Directions for this task:
Once the line containing "Find the referee's black" is found in the entries below, restate it and each following line word for word, stopping after the line containing "<point>231,147</point>".

---------- Input material

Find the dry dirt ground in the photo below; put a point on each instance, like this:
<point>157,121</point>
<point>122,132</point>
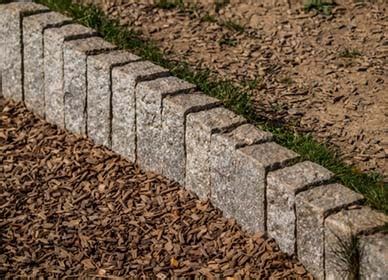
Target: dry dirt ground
<point>71,209</point>
<point>325,74</point>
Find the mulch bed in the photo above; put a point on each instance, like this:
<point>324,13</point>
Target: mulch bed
<point>69,208</point>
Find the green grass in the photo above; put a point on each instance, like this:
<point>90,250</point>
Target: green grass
<point>347,252</point>
<point>347,53</point>
<point>219,4</point>
<point>234,26</point>
<point>208,18</point>
<point>319,5</point>
<point>234,97</point>
<point>228,41</point>
<point>169,4</point>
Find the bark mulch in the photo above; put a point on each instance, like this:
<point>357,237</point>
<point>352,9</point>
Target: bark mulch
<point>72,209</point>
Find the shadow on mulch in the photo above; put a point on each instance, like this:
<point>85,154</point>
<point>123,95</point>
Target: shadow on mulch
<point>70,209</point>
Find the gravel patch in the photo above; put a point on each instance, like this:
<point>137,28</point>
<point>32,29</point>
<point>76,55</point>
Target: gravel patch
<point>324,74</point>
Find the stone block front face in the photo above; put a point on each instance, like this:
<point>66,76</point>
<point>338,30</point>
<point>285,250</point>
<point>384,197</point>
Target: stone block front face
<point>199,129</point>
<point>149,96</point>
<point>374,258</point>
<point>341,231</point>
<point>227,166</point>
<point>11,60</point>
<point>33,43</point>
<point>252,167</point>
<point>124,81</point>
<point>54,39</point>
<point>175,109</point>
<point>75,55</point>
<point>312,207</point>
<point>99,88</point>
<point>282,187</point>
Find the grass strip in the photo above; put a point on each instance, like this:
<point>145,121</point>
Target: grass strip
<point>234,97</point>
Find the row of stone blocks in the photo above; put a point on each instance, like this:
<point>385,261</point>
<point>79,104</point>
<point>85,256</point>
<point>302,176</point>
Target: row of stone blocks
<point>67,74</point>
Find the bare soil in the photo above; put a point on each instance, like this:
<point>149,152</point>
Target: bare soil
<point>72,209</point>
<point>324,74</point>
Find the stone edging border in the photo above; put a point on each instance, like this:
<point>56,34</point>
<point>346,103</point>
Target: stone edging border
<point>71,77</point>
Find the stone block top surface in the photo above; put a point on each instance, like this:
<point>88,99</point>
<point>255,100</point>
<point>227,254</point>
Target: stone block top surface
<point>46,19</point>
<point>269,155</point>
<point>89,45</point>
<point>71,30</point>
<point>216,119</point>
<point>299,176</point>
<point>359,220</point>
<point>106,60</point>
<point>246,134</point>
<point>142,70</point>
<point>165,86</point>
<point>184,103</point>
<point>328,197</point>
<point>26,7</point>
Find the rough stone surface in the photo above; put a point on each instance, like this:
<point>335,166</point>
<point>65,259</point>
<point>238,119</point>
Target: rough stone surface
<point>149,96</point>
<point>312,207</point>
<point>11,60</point>
<point>175,110</point>
<point>374,259</point>
<point>75,55</point>
<point>100,93</point>
<point>253,164</point>
<point>339,229</point>
<point>33,32</point>
<point>54,39</point>
<point>282,187</point>
<point>124,81</point>
<point>227,168</point>
<point>199,129</point>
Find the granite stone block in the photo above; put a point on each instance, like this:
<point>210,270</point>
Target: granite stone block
<point>340,230</point>
<point>124,81</point>
<point>149,100</point>
<point>75,55</point>
<point>175,110</point>
<point>374,257</point>
<point>312,207</point>
<point>225,158</point>
<point>248,204</point>
<point>11,34</point>
<point>282,187</point>
<point>54,39</point>
<point>33,32</point>
<point>199,128</point>
<point>100,93</point>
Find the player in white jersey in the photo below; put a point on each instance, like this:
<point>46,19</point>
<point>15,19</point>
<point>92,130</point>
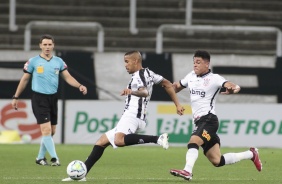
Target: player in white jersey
<point>138,93</point>
<point>204,87</point>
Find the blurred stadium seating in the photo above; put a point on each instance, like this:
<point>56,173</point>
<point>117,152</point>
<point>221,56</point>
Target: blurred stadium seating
<point>114,16</point>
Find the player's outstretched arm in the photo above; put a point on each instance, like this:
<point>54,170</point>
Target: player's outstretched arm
<point>141,92</point>
<point>167,85</point>
<point>231,88</point>
<point>177,87</point>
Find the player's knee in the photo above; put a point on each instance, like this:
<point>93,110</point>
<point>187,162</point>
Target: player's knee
<point>220,163</point>
<point>193,145</point>
<point>119,142</point>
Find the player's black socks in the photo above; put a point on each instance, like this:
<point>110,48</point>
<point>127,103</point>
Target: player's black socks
<point>94,156</point>
<point>132,139</point>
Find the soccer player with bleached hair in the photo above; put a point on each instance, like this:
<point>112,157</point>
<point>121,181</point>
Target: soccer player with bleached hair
<point>137,96</point>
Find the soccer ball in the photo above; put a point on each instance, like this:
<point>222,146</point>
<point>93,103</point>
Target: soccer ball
<point>76,170</point>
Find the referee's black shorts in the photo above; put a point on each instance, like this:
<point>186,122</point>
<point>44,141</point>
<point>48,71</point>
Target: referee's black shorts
<point>206,128</point>
<point>45,108</point>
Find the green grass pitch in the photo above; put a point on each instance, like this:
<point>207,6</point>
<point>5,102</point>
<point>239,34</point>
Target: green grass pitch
<point>135,164</point>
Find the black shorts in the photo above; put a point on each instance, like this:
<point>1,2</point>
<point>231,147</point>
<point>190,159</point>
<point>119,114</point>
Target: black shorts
<point>45,108</point>
<point>206,128</point>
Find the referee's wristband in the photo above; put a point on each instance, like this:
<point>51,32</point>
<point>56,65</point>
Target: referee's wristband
<point>14,97</point>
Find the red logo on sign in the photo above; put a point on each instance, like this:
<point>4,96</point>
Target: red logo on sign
<point>8,113</point>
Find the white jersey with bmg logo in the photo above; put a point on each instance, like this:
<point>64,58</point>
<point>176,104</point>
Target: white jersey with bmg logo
<point>136,106</point>
<point>203,91</point>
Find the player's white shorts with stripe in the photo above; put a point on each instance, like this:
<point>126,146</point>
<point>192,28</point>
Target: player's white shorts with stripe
<point>127,125</point>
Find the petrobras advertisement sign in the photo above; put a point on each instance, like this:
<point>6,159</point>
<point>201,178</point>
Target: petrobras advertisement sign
<point>241,125</point>
<point>23,122</point>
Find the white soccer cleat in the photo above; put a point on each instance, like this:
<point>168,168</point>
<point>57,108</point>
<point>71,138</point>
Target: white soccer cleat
<point>69,179</point>
<point>163,141</point>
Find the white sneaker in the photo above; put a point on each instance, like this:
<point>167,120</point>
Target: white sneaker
<point>69,179</point>
<point>163,141</point>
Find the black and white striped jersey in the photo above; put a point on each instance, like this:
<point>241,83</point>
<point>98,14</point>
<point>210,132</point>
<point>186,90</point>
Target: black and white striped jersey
<point>203,92</point>
<point>136,106</point>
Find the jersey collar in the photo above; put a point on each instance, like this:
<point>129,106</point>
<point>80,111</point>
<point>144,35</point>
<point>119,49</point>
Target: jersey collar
<point>204,74</point>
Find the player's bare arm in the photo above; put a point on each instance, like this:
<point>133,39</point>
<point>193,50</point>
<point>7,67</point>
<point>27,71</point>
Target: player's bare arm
<point>73,82</point>
<point>141,92</point>
<point>169,88</point>
<point>177,87</point>
<point>231,88</point>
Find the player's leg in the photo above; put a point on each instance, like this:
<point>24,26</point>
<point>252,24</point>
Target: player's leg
<point>200,137</point>
<point>97,152</point>
<point>219,160</point>
<point>191,157</point>
<point>126,133</point>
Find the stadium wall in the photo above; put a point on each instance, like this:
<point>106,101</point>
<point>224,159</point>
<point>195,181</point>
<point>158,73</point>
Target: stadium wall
<point>104,74</point>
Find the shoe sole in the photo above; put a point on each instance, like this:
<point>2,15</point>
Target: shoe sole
<point>181,176</point>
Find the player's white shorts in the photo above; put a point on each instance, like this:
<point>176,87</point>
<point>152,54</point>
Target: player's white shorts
<point>126,125</point>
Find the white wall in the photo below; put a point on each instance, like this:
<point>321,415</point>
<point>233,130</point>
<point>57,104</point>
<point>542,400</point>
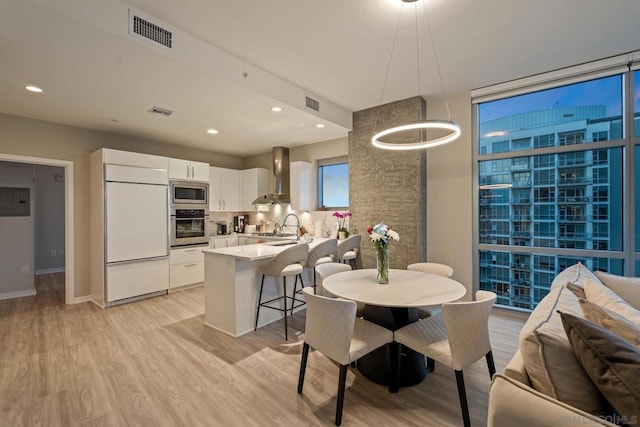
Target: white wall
<point>449,193</point>
<point>49,218</point>
<point>35,138</point>
<point>16,237</point>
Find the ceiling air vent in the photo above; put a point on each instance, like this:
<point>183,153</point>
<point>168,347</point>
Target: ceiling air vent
<point>151,31</point>
<point>312,103</point>
<point>161,111</point>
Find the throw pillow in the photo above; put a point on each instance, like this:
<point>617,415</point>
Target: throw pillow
<point>627,287</point>
<point>611,321</point>
<point>577,290</point>
<point>599,294</point>
<point>548,357</point>
<point>611,362</point>
<point>575,274</point>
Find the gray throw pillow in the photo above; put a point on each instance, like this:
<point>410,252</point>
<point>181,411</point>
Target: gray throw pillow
<point>611,321</point>
<point>612,363</point>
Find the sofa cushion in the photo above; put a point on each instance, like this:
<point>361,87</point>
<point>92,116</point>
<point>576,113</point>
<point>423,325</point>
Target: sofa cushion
<point>611,321</point>
<point>627,287</point>
<point>551,364</point>
<point>573,274</point>
<point>611,362</point>
<point>599,294</point>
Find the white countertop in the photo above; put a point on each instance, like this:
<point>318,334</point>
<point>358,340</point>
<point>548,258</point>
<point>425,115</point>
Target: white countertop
<point>259,250</point>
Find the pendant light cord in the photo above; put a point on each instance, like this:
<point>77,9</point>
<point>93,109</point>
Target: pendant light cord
<point>393,46</point>
<point>435,57</point>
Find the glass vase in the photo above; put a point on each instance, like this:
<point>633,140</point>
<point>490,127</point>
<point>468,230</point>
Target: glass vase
<point>383,266</point>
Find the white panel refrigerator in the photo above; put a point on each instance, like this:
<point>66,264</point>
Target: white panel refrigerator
<point>136,232</point>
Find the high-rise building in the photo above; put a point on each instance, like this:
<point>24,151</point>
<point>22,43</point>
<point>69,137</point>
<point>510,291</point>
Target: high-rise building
<point>559,200</point>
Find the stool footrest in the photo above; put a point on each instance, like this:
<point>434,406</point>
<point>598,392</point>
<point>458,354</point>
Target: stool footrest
<point>265,303</point>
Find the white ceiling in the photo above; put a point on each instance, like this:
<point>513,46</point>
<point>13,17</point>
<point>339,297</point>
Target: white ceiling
<point>233,60</point>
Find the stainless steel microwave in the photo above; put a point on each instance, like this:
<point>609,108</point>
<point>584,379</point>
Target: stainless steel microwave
<point>189,193</point>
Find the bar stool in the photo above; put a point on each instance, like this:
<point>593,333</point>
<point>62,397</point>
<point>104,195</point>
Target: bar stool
<point>322,253</point>
<point>289,262</point>
<point>348,250</point>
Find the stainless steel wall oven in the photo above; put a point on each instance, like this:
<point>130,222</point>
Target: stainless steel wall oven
<point>189,225</point>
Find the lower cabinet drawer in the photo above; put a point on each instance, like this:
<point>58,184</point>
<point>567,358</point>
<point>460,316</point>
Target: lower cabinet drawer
<point>186,274</point>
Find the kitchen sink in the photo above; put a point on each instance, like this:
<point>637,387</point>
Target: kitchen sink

--------------------

Exercise solution:
Find the referee's black shorts in the photo above; put a point on each instance, like this:
<point>186,122</point>
<point>44,141</point>
<point>48,71</point>
Target: referee's black shorts
<point>206,128</point>
<point>45,108</point>
Find the green grass pitch in the photo above; put a point on each instance, like this:
<point>207,6</point>
<point>5,102</point>
<point>239,34</point>
Target: green grass pitch
<point>135,164</point>
Find the black shorts in the photo above; put a point on each instance, like this:
<point>1,2</point>
<point>231,147</point>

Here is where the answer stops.